Requirement:
Identify each line in the records that contains the string "segment", and copy every such line in full.

--- begin Given entries ---

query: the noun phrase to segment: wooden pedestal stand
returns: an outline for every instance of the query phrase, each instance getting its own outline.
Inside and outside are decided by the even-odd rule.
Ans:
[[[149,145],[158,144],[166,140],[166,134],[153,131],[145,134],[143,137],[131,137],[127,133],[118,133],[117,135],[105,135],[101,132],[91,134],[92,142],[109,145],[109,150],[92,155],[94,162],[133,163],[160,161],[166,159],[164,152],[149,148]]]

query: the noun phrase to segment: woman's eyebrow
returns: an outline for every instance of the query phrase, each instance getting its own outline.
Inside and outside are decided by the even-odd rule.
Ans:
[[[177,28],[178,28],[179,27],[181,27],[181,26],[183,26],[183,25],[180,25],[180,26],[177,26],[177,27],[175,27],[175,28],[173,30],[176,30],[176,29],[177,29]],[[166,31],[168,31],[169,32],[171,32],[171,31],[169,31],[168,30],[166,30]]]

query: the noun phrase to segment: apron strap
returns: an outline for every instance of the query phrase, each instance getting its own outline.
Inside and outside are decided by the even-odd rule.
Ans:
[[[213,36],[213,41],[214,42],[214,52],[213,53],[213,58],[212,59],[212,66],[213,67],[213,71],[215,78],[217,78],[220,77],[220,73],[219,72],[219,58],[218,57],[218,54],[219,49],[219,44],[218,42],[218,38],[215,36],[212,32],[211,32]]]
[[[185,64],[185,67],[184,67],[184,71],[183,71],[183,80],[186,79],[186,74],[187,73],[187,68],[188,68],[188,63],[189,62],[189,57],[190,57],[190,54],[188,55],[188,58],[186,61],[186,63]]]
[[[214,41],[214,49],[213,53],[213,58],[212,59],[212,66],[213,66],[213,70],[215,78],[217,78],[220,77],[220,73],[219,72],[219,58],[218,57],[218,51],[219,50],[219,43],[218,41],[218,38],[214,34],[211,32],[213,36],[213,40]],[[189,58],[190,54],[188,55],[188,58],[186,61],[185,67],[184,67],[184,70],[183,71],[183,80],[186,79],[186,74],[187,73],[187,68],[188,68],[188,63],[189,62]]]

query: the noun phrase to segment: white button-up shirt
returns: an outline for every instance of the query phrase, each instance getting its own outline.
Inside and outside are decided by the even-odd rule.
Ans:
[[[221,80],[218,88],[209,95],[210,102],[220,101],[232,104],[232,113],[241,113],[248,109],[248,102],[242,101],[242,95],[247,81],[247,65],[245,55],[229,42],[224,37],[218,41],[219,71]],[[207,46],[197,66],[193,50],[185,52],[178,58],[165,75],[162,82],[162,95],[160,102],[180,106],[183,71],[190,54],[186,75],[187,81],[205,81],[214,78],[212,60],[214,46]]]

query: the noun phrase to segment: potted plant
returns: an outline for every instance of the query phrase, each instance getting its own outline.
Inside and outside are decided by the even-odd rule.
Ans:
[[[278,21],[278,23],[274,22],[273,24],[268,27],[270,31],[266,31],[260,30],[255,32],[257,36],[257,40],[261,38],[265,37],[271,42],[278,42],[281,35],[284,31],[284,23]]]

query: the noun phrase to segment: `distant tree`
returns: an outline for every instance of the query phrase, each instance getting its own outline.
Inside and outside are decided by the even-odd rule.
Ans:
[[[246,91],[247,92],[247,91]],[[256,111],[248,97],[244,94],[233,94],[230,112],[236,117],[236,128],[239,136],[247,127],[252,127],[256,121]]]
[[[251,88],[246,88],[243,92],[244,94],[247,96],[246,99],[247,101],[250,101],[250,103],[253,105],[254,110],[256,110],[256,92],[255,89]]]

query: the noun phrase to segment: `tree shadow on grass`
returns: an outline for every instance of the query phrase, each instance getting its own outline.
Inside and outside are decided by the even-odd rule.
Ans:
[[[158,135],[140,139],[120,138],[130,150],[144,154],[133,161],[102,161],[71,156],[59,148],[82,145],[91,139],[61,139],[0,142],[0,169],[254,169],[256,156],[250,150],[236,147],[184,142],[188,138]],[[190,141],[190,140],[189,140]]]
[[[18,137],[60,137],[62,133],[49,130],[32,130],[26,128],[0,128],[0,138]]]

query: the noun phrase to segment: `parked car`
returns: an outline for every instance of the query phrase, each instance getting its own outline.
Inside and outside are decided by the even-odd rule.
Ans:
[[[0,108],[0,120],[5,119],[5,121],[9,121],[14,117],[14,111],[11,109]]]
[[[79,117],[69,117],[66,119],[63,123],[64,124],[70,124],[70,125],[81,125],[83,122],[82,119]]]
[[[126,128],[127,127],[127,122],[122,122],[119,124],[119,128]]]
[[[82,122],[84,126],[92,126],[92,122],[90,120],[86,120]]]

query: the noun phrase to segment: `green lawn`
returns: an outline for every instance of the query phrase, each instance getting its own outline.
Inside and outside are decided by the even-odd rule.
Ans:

--- end Given entries ---

The reply:
query: the noun phrase to segment: wooden pedestal stand
query: the noun phrase to segment: woman's eyebrow
query: the noun phrase to segment: apron strap
query: the noun phrase to segment: white button-up shirt
query: the noun phrase to segment: potted plant
query: the noun phrase to segment: `distant tree`
query: the noun phrase to segment: `tree shadow on grass`
query: the noun phrase to segment: `parked car`
query: the noun phrase to segment: `green lawn`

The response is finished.